A recent study in Britain found that graphic warnings on cigarette packs do not deter young smokers. Singaporeans say they could have told the British that.
Nearly all of the 100 people polled by The Sunday Times last week were not surprised by the findings. Smokers said they were not put off by the gory images on cigarette packs, and non-smokers said they chose not to smoke for health reasons and not because of the sight of diseased body parts.
Graphic images first appeared on cigarette packs here in August 2004, making Singapore the third country in the world to have them after Canada and Brazil, said Mr Chris Cheah, deputy director of substance abuse at the Health Promotion Board (HPB). But the pictures of blackened teeth, diseased lungs and a stroke victim's clotted brain, among others, do little to scare off smokers, said those polled.
"The pictures don't scare me, I'm aware of what I'm getting myself into," said auditor Low Read Learn, 28, who has been smoking for a year.
The British study, done by Stirling University in Scotland and published by the Tobacco Control journal, found that graphic images introduced in 2008 had almost no effect on children aged between 11 and 16. One in 10 of those quizzed was a smoker, while the others were either non-smokers or children who had experimented with smoking.
The Sunday Times sought the views of smokers and non-smokers aged 18 to 60, both face-to-face and via social media.
Smokers and non-smokers alike felt the gory images did not work.
Some like Mr Ein Chang, even said they were desensitised to the pictures. "It just feels like another advertisement," said the architectural assistant who kicked his five-year smoking habit two weeks ago. "It becomes like a scare tactic and does not create any immediate emotional impact."
The 26-year-old added that his decision to quit smoking had nothing to do with the graphic images.

——

- [Exercises to complete]
A - From the article on graphic cigarette-pack warnings, list every picture it names as appearing on cigarette packs in Singapore.
B - Extract the passage of the cigarette-warnings article starting at "Nearly all of" and ending at "diseased body parts.".
The rows that come after this text aren't needed for the two tasks about it.

- [Information given]
——

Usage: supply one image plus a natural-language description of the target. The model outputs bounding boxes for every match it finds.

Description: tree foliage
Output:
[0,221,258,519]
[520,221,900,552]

——

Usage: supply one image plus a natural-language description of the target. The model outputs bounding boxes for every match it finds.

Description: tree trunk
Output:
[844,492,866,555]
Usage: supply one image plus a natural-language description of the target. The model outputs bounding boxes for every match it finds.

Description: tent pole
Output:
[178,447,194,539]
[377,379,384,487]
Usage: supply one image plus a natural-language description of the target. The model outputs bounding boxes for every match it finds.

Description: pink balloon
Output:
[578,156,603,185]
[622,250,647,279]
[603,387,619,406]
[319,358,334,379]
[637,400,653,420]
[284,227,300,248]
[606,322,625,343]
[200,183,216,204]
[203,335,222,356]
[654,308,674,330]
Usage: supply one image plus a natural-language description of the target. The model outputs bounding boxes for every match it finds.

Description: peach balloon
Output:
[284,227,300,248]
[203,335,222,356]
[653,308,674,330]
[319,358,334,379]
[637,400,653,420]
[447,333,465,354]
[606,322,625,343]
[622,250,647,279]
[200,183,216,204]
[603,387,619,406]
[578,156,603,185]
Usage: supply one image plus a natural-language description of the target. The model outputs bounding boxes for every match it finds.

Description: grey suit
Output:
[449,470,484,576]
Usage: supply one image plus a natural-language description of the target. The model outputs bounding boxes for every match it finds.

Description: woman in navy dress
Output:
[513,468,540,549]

——

- [Responses per task]
A -
- Blackened teeth
- Diseased lungs
- A stroke victim's clotted brain

B -
Nearly all of the 100 people polled by The Sunday Times last week were not surprised by the findings. Smokers said they were not put off by the gory images on cigarette packs, and non-smokers said they chose not to smoke for health reasons and not because of the sight of diseased body parts.